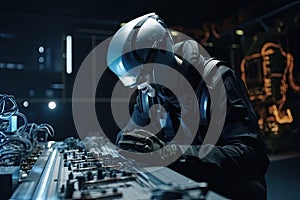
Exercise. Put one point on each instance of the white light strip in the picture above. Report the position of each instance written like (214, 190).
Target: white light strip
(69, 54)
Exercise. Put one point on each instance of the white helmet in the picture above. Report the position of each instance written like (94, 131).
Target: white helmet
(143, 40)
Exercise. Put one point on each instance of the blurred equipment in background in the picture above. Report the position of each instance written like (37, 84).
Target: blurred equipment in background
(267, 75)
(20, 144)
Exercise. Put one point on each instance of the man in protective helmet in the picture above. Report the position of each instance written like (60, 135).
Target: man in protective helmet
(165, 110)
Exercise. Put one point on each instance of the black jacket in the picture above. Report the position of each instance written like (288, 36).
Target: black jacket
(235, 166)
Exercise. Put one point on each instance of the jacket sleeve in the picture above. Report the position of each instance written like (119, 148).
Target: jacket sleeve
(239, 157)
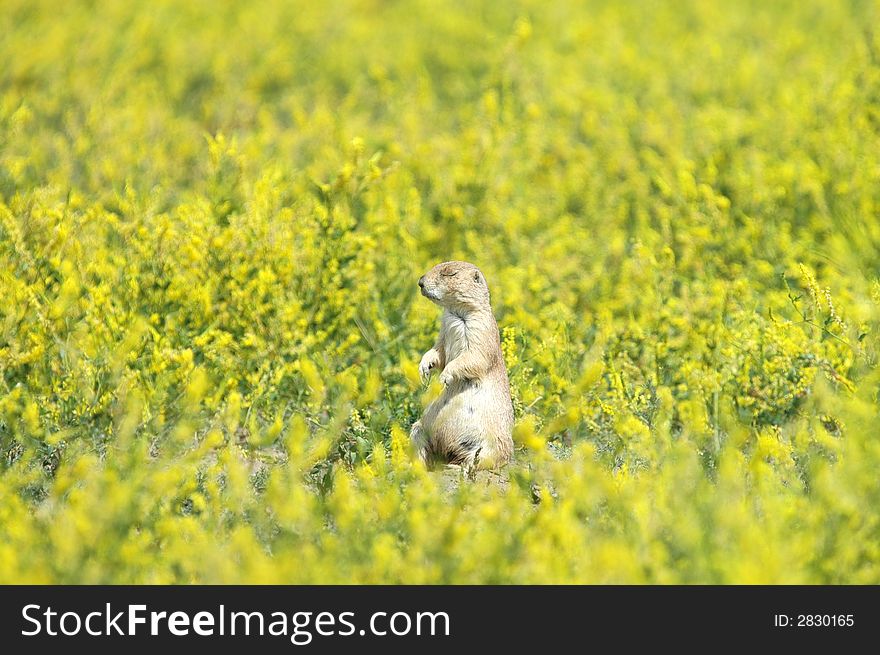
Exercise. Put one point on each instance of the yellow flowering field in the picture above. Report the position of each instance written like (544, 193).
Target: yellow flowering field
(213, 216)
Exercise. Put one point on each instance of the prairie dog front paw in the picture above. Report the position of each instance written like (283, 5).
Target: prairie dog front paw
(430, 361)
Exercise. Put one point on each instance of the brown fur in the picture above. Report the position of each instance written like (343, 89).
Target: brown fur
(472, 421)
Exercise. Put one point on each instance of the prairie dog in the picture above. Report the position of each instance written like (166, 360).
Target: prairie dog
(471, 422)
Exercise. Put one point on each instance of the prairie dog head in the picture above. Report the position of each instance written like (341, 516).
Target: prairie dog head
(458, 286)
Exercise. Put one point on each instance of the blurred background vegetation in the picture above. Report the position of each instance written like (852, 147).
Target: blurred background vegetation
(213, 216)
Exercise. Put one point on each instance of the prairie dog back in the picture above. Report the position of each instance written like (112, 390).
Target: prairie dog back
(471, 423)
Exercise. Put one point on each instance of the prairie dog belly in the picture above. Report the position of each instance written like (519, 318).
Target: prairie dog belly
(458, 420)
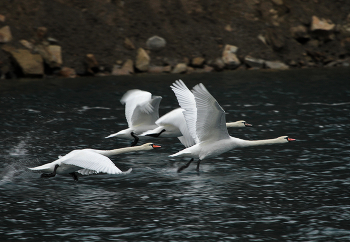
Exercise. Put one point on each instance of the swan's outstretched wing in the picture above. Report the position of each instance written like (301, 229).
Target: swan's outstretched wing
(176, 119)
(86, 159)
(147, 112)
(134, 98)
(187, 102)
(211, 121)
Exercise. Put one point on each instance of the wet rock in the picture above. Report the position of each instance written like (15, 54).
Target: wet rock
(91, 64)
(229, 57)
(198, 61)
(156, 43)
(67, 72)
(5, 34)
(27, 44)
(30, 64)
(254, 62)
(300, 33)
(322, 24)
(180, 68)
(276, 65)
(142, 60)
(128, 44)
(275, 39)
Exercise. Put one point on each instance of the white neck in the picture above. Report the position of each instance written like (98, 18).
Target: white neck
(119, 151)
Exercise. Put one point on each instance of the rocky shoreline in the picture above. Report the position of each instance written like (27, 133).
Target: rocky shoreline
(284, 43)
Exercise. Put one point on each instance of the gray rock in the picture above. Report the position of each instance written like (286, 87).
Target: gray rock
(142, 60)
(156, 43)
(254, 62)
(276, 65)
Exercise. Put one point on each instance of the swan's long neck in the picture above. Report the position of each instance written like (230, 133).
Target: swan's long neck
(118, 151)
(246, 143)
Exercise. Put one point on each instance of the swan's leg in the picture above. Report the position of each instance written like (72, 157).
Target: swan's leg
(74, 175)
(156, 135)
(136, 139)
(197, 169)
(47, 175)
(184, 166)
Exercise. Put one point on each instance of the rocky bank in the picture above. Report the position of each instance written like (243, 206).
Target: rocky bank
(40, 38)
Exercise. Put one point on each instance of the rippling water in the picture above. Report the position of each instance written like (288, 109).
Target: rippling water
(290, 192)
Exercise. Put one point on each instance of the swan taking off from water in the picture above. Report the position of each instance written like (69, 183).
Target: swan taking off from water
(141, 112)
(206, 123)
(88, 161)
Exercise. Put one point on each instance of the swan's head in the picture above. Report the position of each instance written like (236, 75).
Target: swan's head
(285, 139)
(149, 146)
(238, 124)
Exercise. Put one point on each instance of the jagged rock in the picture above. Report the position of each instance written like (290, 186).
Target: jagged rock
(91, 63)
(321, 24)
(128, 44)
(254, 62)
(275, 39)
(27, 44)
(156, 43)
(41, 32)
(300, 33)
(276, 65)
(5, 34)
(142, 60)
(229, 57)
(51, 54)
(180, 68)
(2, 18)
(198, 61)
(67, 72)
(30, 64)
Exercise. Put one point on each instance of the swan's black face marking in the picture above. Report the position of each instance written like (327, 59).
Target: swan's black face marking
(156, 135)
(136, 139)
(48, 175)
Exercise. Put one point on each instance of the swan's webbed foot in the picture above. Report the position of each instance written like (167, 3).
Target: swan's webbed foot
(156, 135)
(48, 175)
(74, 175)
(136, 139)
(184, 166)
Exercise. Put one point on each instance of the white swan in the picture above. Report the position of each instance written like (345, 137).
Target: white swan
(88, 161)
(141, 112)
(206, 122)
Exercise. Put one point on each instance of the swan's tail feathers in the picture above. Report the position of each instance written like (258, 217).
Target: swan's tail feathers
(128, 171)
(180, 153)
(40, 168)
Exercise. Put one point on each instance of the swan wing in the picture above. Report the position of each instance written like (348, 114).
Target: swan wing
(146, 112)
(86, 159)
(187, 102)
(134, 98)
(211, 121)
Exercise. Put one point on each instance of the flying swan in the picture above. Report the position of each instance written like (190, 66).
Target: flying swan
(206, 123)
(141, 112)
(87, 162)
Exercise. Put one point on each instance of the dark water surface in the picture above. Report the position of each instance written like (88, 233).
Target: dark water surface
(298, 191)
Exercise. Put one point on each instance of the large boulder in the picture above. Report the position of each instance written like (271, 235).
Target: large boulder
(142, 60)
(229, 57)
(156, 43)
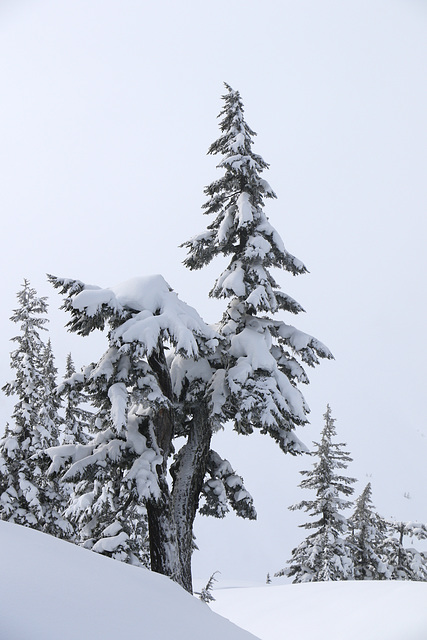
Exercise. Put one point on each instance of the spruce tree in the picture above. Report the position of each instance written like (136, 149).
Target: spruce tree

--- Directions for this task ---
The response should be the listing above, limited to the lines between the one holding "Target: prairie dog head" and the one holding "like (112, 390).", inclusive, reproduced exactly.

--- Answer to this exercise ---
Target: prairie dog head
(458, 286)
Exercise. Put one point on each instance of the blurred background vegetation in the picture above. Report the position of each instance written like (852, 147).
Target: blurred background vegetation
(213, 216)
Exercise. Put one point on each instance of the prairie dog back in the picture above. Report the position of each instance written like (112, 390).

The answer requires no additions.